[EXERCISE REQUIREMENTS]: Copy down every line of the data that follows exactly. Omit the pictures.

[DATASET ENTRIES]:
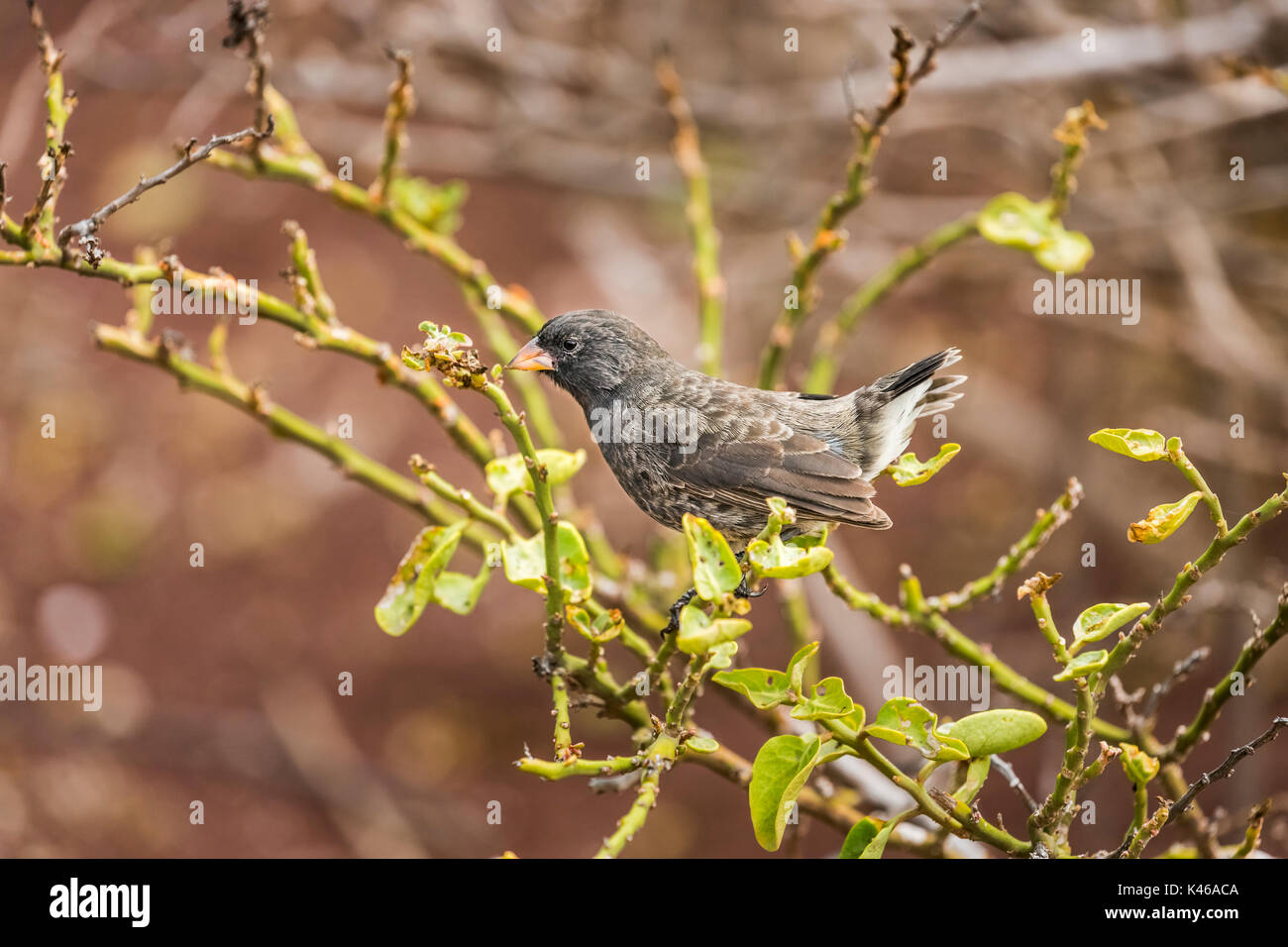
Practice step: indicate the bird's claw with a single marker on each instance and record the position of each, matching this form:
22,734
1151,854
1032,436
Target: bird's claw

[RESPONSE AREA]:
Practice step: indicate the bird's claw with a single marker on each instance and record the position of each, matching this form:
22,734
1151,854
1032,436
Target: bird's claw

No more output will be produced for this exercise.